-- RECORD SET follows --

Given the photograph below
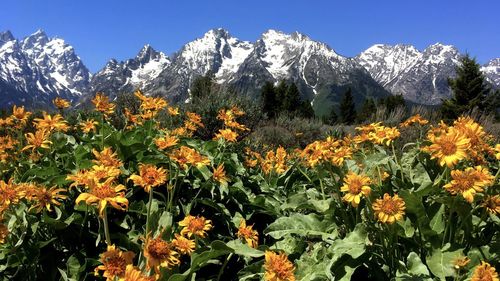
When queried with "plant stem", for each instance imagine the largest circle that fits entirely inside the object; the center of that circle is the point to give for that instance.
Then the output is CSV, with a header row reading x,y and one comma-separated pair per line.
x,y
106,227
322,189
224,266
149,209
397,162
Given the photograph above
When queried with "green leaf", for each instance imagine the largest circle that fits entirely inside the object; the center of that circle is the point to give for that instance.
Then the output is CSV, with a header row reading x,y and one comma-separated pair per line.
x,y
352,245
199,259
300,224
313,264
437,222
242,249
416,270
441,262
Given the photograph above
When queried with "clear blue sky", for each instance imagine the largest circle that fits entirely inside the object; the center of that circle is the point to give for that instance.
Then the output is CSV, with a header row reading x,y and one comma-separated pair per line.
x,y
104,29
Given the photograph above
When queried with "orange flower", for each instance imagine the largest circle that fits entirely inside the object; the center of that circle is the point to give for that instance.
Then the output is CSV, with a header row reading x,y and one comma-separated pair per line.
x,y
102,104
173,111
166,142
469,182
89,126
485,272
160,253
195,226
4,232
219,174
492,204
19,114
355,186
61,103
102,194
51,123
183,245
44,197
194,118
278,267
389,209
248,234
114,263
107,158
460,262
227,134
37,140
449,147
9,194
134,274
185,155
415,119
149,177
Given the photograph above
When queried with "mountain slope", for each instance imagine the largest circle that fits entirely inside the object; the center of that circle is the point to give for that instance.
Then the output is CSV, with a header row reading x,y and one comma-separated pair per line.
x,y
36,69
420,77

-- RECORD SET concluded --

Print the records again exactly, without the pictures.

:: YOUR RESPONSE ::
Given the photograph below
When queried with "plant stem", for each instance imagine the largest circle that fits entirely inside the object; the center of that circle is the point to give for that instance.
Then the output is CSV, with a header row reading x,y and one comma-separated pair per line.
x,y
106,227
322,189
224,266
149,209
397,162
Given the photograph above
When queried with "green leaf", for each instance imagine the largest circle that fits entirely inside the object; the center of that circle is the point to give for that instance.
Then the output is CSV, with a header row reading x,y and one comma-separated pair per line.
x,y
352,245
199,259
300,224
313,264
437,222
242,249
416,270
441,262
Given the photograph above
When queried with "clear blue sky", for each instance imagine the largest circle that fits entirely inside the object; the center of that circle is the point to give for that instance.
Then the output is CSV, with a header row reading x,y and one comma-separated pair per line.
x,y
104,29
Given the photograph above
When queried with "orange flower", for each instance imagine the largest circle that fits entirely inside the object; the center of that circle is the point to give for that instance.
Then the output is CSV, with a header row reading x,y and one comma-separated pair per line.
x,y
102,104
173,111
166,142
469,182
89,126
485,272
160,253
195,226
4,232
219,174
492,204
19,114
355,186
61,103
102,194
51,123
183,245
44,197
194,118
278,267
389,209
248,234
114,263
107,158
460,262
227,134
37,140
449,147
9,194
134,274
185,155
415,119
149,177
Given the photograph above
When queried with "mountain slope", for each instance imagine the largest circle that fits entirely inside the object; the center of that circle is the point to give for that instance.
Then the output is CSV, with a header row reading x,y and one comma-separated pair per line.
x,y
36,69
420,77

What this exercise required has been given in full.